ИЗВЛЕЧЁННЫЙ ТЕКСТ

==================================================

70169.fb2 Муравейник (Фельетоны в прежнем смысле слова) - читать онлайн бесплатно полную версию книги . Страница 23

Муравейник (Фельетоны в прежнем смысле слова) - читать онлайн бесплатно полную версию книги . Страница 23

Так вот: это хорошо, что филологи, как правило, пишут скучно, и что наука о литературе - странное создание человеческого ума! - состоит главным образом из непривлекательных текстов о текстах по преимуществу привлекательных.

Будь иначе, науке этой посвятили бы себя буквально все кому не лень вы встречали когда-нибудь человека, не разбирающегося в литературе? не берущегося о ней судить? Все мы от природы - товароведы, а значит литературные критики; высказаться очень многие не прочь - но ученые признают вас ученым, только если докажете, что читали их труды, - к счастью, не у всех такая сила воли. Это во-первых.

Во-вторых, одна только, например, наука о Пушкине заключена в горе сочинений, гораздо более высокой, чем Александрийский столп, - и если бы все они были толковые - то есть не наводи они почти все такое чувство, будто вы жуете горстями пыль, - добросовестному специалисту ничего другого не оставалось бы, кроме как всю жизнь читать молча.

==================================================

ТРЕБОВАНИЯ
С каким сооружением во фрагменте сравнивается по высоте гора сочинений о Пушкине? Эти записи получены из другого источника.

(Записи для разметки границ)
==================================================

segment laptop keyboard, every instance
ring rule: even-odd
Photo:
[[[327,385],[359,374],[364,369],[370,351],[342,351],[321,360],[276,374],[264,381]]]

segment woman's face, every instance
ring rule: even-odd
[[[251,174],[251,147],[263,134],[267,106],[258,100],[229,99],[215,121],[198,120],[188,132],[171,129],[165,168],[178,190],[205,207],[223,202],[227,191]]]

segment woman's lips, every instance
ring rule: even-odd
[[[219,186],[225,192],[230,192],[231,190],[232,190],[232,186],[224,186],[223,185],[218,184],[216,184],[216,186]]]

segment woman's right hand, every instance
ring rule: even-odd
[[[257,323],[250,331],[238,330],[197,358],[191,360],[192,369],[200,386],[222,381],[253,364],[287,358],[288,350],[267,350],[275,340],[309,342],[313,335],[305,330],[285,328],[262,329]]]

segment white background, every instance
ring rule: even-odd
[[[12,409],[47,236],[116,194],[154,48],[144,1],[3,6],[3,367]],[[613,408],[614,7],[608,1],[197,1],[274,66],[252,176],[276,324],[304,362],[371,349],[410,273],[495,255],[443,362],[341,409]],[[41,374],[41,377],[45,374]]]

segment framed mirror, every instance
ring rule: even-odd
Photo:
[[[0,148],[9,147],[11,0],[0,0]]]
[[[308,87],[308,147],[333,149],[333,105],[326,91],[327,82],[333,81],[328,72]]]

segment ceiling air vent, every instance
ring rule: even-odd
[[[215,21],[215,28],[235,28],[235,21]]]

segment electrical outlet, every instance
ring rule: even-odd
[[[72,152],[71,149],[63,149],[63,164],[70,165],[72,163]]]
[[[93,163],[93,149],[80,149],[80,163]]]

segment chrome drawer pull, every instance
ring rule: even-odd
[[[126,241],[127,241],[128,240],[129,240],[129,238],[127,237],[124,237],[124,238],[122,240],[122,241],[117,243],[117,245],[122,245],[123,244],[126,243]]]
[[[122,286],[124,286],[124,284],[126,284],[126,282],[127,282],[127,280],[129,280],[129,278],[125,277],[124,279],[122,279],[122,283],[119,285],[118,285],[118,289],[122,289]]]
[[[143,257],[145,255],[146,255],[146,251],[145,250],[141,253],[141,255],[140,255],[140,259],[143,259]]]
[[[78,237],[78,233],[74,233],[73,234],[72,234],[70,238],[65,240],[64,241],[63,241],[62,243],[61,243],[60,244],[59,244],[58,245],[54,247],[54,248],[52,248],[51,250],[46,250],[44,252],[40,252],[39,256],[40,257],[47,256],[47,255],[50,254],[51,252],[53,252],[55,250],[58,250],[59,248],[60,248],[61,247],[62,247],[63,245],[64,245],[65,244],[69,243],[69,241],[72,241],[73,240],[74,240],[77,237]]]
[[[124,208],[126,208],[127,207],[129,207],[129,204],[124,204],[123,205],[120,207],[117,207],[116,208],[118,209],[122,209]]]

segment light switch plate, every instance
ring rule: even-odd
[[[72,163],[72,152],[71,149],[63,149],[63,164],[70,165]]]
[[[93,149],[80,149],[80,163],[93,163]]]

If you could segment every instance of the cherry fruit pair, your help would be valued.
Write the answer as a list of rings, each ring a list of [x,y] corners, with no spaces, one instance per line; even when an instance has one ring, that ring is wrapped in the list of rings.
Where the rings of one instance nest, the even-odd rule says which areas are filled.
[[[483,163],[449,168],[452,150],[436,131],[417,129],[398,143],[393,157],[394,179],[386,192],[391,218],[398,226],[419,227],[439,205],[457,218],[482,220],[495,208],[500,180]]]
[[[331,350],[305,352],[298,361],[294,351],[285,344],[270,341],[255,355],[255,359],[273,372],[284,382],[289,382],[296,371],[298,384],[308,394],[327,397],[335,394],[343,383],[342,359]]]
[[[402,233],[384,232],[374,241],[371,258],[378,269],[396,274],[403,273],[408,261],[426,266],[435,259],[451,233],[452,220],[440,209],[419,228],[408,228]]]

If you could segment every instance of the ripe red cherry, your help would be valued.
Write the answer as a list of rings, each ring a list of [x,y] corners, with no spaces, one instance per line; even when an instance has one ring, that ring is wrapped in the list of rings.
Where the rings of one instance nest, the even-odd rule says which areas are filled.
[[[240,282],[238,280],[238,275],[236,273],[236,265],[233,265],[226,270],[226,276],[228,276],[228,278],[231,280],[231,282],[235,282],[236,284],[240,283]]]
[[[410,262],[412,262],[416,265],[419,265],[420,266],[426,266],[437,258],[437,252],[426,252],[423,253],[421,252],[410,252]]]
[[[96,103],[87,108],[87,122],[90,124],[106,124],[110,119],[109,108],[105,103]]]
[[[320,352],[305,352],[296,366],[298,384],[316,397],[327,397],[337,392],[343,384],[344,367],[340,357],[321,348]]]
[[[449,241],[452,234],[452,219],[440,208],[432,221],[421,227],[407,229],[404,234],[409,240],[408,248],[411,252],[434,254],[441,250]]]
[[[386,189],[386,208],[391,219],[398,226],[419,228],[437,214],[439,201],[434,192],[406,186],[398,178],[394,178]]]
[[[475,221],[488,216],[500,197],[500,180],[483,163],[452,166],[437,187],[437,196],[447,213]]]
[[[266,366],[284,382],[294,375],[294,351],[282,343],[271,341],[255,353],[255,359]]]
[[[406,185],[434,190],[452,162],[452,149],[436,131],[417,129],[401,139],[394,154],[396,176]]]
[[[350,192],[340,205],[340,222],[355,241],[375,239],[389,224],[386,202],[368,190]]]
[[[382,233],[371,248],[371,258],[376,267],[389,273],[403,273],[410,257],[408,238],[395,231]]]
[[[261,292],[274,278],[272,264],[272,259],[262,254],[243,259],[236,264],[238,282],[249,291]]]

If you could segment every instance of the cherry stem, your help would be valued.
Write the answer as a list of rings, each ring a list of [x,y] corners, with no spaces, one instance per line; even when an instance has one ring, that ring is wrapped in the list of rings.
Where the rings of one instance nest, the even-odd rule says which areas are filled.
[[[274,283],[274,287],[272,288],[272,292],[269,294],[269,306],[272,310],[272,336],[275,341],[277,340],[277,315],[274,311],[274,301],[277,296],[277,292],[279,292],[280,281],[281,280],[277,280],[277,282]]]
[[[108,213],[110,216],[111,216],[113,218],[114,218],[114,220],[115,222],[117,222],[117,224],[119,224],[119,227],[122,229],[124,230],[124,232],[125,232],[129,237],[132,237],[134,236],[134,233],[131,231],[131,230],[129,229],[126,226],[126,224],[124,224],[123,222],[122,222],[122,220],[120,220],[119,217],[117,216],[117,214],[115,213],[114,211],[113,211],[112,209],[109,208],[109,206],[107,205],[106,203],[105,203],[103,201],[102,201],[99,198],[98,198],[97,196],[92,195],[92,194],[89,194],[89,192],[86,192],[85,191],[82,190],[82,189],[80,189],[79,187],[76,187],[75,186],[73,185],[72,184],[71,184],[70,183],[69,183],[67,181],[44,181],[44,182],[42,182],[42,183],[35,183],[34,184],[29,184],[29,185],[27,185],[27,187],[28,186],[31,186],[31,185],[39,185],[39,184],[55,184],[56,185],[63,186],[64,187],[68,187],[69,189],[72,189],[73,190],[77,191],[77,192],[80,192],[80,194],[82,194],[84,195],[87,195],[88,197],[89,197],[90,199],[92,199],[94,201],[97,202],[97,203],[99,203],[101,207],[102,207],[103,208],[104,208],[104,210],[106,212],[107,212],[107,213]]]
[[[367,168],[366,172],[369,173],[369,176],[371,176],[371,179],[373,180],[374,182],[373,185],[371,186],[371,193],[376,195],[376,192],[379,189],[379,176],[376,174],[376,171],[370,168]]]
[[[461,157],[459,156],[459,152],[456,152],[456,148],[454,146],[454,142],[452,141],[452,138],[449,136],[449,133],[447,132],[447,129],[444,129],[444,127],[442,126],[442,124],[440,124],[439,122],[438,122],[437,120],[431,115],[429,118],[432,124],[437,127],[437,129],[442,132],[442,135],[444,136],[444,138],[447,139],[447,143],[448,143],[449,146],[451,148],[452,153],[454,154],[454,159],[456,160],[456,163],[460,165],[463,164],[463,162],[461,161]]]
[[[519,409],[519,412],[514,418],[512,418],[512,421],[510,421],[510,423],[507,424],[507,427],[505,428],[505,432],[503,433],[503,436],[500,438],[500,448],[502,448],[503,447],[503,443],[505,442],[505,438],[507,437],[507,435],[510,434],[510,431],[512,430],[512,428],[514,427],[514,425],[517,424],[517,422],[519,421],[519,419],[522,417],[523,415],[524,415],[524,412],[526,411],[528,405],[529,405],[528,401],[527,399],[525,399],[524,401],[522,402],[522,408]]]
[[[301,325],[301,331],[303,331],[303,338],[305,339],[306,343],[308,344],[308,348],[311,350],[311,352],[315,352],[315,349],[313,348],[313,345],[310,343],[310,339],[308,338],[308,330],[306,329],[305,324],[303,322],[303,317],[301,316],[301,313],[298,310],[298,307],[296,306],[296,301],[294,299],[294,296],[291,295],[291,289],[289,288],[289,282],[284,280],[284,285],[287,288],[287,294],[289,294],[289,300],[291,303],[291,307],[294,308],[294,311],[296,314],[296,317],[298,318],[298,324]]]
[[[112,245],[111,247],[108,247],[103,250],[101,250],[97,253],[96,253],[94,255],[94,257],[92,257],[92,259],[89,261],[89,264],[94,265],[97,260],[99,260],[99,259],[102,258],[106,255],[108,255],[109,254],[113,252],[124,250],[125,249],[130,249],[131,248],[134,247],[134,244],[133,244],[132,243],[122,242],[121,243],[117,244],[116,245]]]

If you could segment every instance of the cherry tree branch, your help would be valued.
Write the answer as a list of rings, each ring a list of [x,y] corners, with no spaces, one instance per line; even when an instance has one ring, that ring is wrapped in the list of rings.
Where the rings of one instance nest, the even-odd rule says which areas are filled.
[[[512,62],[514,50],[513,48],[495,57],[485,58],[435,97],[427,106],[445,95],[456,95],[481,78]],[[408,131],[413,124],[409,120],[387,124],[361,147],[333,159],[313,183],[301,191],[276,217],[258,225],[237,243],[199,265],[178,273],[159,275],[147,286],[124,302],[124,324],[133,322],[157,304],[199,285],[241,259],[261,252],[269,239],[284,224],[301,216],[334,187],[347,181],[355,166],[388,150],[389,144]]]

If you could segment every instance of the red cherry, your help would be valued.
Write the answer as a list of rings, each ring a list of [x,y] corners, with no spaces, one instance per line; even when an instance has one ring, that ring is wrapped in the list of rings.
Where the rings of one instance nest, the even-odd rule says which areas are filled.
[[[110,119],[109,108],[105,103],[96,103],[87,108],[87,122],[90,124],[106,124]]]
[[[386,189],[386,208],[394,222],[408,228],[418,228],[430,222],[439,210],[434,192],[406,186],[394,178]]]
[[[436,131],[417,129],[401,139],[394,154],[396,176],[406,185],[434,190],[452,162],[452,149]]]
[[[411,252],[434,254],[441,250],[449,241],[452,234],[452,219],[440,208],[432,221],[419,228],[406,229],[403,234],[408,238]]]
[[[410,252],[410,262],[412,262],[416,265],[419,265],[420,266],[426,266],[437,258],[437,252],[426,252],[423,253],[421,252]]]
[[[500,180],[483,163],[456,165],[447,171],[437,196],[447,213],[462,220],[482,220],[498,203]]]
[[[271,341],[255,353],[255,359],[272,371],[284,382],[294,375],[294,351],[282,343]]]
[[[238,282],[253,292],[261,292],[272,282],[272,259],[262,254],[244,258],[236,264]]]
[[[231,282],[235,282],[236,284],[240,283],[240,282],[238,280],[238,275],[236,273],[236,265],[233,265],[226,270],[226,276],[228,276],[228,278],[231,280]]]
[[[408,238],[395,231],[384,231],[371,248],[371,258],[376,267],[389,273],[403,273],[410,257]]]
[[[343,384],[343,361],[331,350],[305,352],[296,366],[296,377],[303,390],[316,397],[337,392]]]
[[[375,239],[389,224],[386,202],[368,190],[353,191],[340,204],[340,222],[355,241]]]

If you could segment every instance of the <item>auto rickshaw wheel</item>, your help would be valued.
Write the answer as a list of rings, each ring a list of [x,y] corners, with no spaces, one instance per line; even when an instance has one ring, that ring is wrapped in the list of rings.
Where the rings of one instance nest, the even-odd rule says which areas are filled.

==================================================

РЕЗУЛЬТАТ ВЫПОЛНЕНИЯ
С Александрийским столпом: гора сочинений о Пушкине гораздо выше него.